§ **Work to be completed**
Each line of the material should be output exactly as shown.

* * * * * * *

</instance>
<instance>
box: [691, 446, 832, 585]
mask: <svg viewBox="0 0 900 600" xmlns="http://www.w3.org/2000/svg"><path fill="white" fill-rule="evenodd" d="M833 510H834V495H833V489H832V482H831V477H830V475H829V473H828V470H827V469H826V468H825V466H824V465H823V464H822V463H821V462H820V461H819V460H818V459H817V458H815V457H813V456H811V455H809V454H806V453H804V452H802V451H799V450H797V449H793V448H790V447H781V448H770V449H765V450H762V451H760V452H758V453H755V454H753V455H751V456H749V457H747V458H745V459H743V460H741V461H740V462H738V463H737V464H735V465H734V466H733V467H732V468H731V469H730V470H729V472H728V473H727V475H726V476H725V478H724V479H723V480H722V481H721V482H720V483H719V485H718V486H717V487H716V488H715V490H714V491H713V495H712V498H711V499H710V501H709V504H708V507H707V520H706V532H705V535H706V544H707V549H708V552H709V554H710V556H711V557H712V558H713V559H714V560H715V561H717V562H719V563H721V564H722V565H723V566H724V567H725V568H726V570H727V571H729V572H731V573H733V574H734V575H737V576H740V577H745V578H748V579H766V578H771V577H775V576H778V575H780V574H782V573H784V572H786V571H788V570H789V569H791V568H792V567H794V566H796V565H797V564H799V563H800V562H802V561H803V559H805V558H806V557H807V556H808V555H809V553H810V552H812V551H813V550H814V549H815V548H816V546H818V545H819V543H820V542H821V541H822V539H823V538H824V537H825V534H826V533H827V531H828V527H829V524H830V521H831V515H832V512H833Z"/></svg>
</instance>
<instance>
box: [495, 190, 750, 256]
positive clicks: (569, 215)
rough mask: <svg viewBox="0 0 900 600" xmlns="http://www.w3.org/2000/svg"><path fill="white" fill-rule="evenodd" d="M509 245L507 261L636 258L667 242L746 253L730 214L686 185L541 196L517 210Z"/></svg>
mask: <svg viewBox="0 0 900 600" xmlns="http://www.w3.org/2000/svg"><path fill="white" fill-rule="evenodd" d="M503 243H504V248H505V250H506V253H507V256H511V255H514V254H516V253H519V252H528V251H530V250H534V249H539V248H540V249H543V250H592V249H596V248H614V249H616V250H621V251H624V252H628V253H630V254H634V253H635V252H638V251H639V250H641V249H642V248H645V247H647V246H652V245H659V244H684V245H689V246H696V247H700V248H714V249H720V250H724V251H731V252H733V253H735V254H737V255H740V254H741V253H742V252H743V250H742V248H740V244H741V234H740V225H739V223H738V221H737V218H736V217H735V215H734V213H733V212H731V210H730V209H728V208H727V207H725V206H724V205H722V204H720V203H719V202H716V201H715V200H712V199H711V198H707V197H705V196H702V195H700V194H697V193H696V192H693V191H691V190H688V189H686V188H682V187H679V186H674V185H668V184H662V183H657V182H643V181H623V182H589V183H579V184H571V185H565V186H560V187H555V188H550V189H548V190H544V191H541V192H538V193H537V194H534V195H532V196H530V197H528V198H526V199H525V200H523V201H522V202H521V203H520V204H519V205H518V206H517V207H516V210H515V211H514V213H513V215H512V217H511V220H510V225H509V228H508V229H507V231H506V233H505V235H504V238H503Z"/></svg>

* * * * * * *

§ **Output**
</instance>
<instance>
box: [691, 446, 832, 585]
mask: <svg viewBox="0 0 900 600" xmlns="http://www.w3.org/2000/svg"><path fill="white" fill-rule="evenodd" d="M833 510H834V495H833V489H832V482H831V477H830V475H829V473H828V470H827V469H826V468H825V466H824V465H823V464H822V463H821V462H820V461H819V460H818V459H817V458H815V457H813V456H811V455H809V454H806V453H804V452H802V451H799V450H797V449H793V448H790V447H781V448H770V449H765V450H762V451H760V452H758V453H755V454H753V455H751V456H749V457H747V458H745V459H743V460H741V461H740V462H738V463H737V464H735V465H734V466H733V467H732V468H731V469H730V470H729V472H728V473H727V475H726V476H725V478H724V479H723V480H722V481H721V482H720V483H719V485H718V486H717V487H716V488H715V490H714V491H713V495H712V498H711V499H710V501H709V504H708V507H707V520H706V532H705V535H706V544H707V549H708V552H709V554H710V556H711V557H712V558H713V559H714V560H715V561H717V562H719V563H721V564H722V565H723V566H724V567H725V568H726V570H727V571H729V572H731V573H733V574H734V575H737V576H740V577H745V578H748V579H766V578H771V577H775V576H778V575H780V574H782V573H784V572H786V571H788V570H789V569H791V568H792V567H794V566H796V565H797V564H799V563H800V562H802V561H803V559H805V558H806V557H807V556H808V555H809V553H810V552H812V551H813V550H814V549H815V548H816V546H818V545H819V543H820V542H821V541H822V539H823V538H824V537H825V534H826V533H827V531H828V527H829V524H830V521H831V515H832V512H833Z"/></svg>
</instance>
<instance>
box: [495, 190, 750, 256]
positive clicks: (569, 215)
rough mask: <svg viewBox="0 0 900 600" xmlns="http://www.w3.org/2000/svg"><path fill="white" fill-rule="evenodd" d="M509 245L507 261L636 258L667 242L746 253L730 214L686 185L541 196L517 210Z"/></svg>
mask: <svg viewBox="0 0 900 600" xmlns="http://www.w3.org/2000/svg"><path fill="white" fill-rule="evenodd" d="M503 243H504V248H505V250H506V253H507V256H511V255H514V254H516V253H519V252H528V251H530V250H534V249H539V248H540V249H543V250H592V249H596V248H614V249H616V250H621V251H624V252H628V253H630V254H634V253H635V252H638V251H639V250H641V249H642V248H645V247H647V246H652V245H659V244H684V245H689V246H696V247H700V248H714V249H720V250H724V251H731V252H733V253H735V254H737V255H740V254H741V253H742V252H743V250H742V248H740V244H741V234H740V225H739V223H738V221H737V218H736V217H735V215H734V213H733V212H731V210H730V209H728V208H727V207H725V206H724V205H722V204H720V203H719V202H716V201H715V200H712V199H711V198H707V197H705V196H702V195H700V194H697V193H696V192H693V191H691V190H688V189H686V188H682V187H679V186H674V185H668V184H662V183H657V182H643V181H623V182H589V183H579V184H571V185H565V186H560V187H555V188H550V189H548V190H544V191H541V192H538V193H537V194H534V195H532V196H530V197H528V198H526V199H525V200H523V201H522V202H521V203H520V204H519V205H518V206H517V207H516V210H515V211H514V213H513V215H512V217H511V220H510V225H509V228H508V229H507V231H506V233H505V235H504V238H503Z"/></svg>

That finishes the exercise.